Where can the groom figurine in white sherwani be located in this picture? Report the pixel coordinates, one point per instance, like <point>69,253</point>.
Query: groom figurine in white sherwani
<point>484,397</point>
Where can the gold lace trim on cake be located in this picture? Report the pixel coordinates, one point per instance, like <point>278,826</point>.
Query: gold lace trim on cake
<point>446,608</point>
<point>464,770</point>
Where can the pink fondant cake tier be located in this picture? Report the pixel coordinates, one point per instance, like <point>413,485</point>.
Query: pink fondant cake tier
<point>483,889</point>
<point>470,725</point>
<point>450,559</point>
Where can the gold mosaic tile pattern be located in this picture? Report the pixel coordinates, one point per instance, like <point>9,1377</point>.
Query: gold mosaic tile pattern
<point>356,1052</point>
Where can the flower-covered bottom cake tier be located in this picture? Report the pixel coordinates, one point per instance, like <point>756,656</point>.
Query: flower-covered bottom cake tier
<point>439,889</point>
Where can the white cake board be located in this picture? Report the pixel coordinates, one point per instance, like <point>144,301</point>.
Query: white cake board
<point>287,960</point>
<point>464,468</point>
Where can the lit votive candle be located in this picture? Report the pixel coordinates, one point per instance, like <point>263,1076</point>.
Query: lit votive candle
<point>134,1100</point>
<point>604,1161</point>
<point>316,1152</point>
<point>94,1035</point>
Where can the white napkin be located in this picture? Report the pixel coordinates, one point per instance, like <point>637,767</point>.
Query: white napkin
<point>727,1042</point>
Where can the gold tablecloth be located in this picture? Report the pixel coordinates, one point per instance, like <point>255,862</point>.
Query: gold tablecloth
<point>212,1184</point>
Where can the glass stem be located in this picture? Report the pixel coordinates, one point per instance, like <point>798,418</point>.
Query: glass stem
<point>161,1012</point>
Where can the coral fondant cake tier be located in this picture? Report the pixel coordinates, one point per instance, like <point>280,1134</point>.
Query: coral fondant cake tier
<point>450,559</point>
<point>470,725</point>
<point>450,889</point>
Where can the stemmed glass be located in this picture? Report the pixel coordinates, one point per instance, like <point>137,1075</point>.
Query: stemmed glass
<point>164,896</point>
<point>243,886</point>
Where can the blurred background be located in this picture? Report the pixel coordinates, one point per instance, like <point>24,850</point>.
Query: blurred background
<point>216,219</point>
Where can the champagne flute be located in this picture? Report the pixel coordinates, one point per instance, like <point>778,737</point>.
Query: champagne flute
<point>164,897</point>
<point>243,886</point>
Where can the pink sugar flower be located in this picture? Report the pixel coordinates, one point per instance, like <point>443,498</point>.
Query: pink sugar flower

Written instruction.
Copy all of the data above line for line, keeping every word, number, and mark unchanged.

Finished exercise.
Where can the groom figurine in white sherwani be located in this picture? Report the pixel coordinates, one point per instance, like <point>69,253</point>.
Query: groom figurine in white sherwani
<point>484,397</point>
Where can the gold lace trim on cake be located in this picture? Report the pixel coordinates, one point per instance, like <point>278,826</point>.
Query: gold lace trim on cake
<point>446,608</point>
<point>464,770</point>
Where can the pink fondant cake tier be located in this picture? Report the pixel coordinates, one point per instance, like <point>413,485</point>.
Query: pink fondant cake tier
<point>483,889</point>
<point>470,725</point>
<point>450,559</point>
Where can the gold mosaic tile pattern be located in this picture? Report the pixel coordinates, one point per instance, like <point>9,1377</point>.
Query: gold mosaic tile pattern
<point>356,1052</point>
Where can the flower-covered bottom cake tier be located in this picture? Report the pixel coordinates, one point per instance, like <point>756,656</point>.
Query: flower-covered bottom cake tier
<point>439,889</point>
Where can the white cake board be located in this picture? Report the pixel coordinates, one point per instance, like <point>144,301</point>.
Query: white cake board
<point>287,960</point>
<point>464,468</point>
Where can the lit votive candle be located in this picture? Report the pixel coordinates, one point per instance, like <point>263,1076</point>.
Query: lit votive candle
<point>134,1100</point>
<point>604,1161</point>
<point>316,1152</point>
<point>94,1035</point>
Where can the white napkin be located in this picture? Report the pixel coordinates, one point per instance, like <point>637,767</point>.
Query: white napkin
<point>727,1042</point>
Where can the gold tablecloth be located in this picture? Report the pixel coordinates, one point per instance, like <point>255,862</point>.
Query: gold tablecloth
<point>212,1184</point>
Where can the glass stem be located in this picture? Report the pixel coordinates, one point per instance, like <point>798,418</point>.
Query: glass stem
<point>161,1012</point>
Where can the coral fondant cake tier be located in this picture? Report the pixel coordinates, one point per instance, like <point>280,1134</point>.
Query: coral fondant cake tier
<point>450,559</point>
<point>470,725</point>
<point>450,889</point>
Where can the stemmed glass be located in this picture? Report the pixel coordinates, one point per instance, like <point>137,1075</point>.
Query: stemmed glass
<point>164,896</point>
<point>243,886</point>
Where can the blurred background be located in this picture? Report the pixel coordinates, one point per instance, like <point>24,850</point>.
Query: blurred background
<point>216,219</point>
Where can the champagne flute be located in this picture? Report the pixel coordinates, one point per instance, like <point>778,737</point>.
Query: champagne flute
<point>164,897</point>
<point>243,886</point>
Where can the pink sugar flower be located in this picture? Report the pixel coordinates, one point per instance, like <point>443,498</point>.
Query: pink sugar flower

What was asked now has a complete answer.